-- Start of Supplied material --

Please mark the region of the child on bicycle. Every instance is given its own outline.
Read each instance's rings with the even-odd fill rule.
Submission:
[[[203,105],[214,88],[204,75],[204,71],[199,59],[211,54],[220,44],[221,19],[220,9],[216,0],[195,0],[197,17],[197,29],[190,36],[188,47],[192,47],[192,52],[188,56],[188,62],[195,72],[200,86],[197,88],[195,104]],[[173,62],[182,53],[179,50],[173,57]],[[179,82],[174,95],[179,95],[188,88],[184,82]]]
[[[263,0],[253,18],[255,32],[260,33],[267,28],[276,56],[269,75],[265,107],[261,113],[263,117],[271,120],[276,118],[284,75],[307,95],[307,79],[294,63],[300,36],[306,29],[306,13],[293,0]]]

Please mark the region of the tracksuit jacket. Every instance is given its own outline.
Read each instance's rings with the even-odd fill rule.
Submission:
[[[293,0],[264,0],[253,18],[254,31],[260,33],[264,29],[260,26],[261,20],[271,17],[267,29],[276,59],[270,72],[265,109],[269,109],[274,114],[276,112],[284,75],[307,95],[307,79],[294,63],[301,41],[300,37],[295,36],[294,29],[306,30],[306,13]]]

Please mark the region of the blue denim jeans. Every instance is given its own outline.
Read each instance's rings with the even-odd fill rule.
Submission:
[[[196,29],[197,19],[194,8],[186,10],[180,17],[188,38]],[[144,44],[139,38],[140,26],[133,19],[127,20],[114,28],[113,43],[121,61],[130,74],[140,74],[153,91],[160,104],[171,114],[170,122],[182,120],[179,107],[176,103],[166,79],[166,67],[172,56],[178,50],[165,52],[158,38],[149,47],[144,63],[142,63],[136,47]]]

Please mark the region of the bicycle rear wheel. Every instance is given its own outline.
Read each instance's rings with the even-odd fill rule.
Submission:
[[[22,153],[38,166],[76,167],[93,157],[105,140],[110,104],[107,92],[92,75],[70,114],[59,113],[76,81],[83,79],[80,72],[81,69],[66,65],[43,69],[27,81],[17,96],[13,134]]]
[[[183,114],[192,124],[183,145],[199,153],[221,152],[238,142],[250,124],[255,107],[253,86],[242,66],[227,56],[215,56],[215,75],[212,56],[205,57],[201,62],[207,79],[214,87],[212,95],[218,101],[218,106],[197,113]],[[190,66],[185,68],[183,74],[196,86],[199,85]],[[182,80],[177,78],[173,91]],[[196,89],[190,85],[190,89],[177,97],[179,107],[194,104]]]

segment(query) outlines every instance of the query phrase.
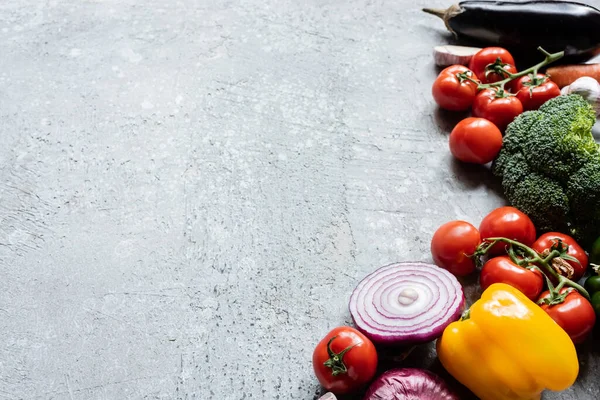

-- End of Supplied material --

§ Work to be completed: Give back every line of the records above word for word, but leave out the pictures.

§ In response:
Please mark the region of the child on bicycle. Every instance is given its own outline.
Read each instance's rings with the even-odd fill rule.
Submission:
[[[203,105],[214,88],[204,75],[204,71],[199,59],[211,54],[220,44],[221,19],[220,9],[216,0],[195,0],[197,17],[197,29],[190,36],[188,47],[192,47],[192,52],[188,56],[188,62],[195,72],[200,86],[197,88],[195,104]],[[173,62],[182,53],[179,50],[173,57]],[[179,82],[174,95],[179,95],[188,88],[184,82]]]
[[[263,0],[253,18],[255,32],[260,33],[267,28],[276,56],[269,75],[265,107],[261,113],[263,117],[271,120],[276,118],[284,75],[307,95],[307,79],[294,63],[300,36],[306,29],[306,13],[293,0]]]

Please mark the region of the tracksuit jacket. Every instance is given its own outline.
Read each instance's rings with the even-odd fill rule.
Submission:
[[[293,0],[264,0],[253,18],[254,31],[260,33],[264,29],[260,26],[261,20],[271,17],[267,29],[276,59],[270,72],[265,109],[269,109],[274,114],[276,112],[284,75],[307,95],[307,79],[294,63],[301,41],[300,37],[295,36],[294,29],[306,30],[306,13]]]

Please mark the region of the blue denim jeans. Every instance is given its own outline.
Read each instance's rings with the even-odd fill rule.
Submission:
[[[196,29],[197,19],[194,8],[186,10],[180,17],[188,38]],[[144,44],[139,38],[140,26],[133,19],[127,20],[114,28],[113,43],[121,61],[130,74],[140,74],[153,91],[160,104],[171,114],[170,122],[182,120],[179,107],[176,103],[166,79],[166,67],[172,56],[178,50],[165,52],[158,38],[149,47],[144,63],[142,63],[136,47]]]

Please mark the region of the bicycle rear wheel. Every instance is given its own outline.
Read each instance's rings with the even-odd fill rule.
Submission:
[[[22,153],[38,166],[76,167],[93,157],[105,140],[110,104],[107,92],[92,75],[70,114],[59,113],[76,81],[83,79],[80,72],[81,69],[66,65],[43,69],[27,81],[17,96],[13,134]]]
[[[183,114],[192,124],[183,145],[199,153],[221,152],[238,142],[250,124],[255,107],[253,86],[242,66],[227,56],[215,56],[215,75],[212,56],[205,57],[201,62],[207,79],[214,87],[212,95],[218,101],[218,106],[197,113]],[[190,66],[185,68],[183,74],[196,86],[199,85]],[[182,80],[177,78],[173,91]],[[196,89],[190,85],[190,89],[177,97],[179,107],[194,104]]]

segment(query) outlines every instance of the query phrase.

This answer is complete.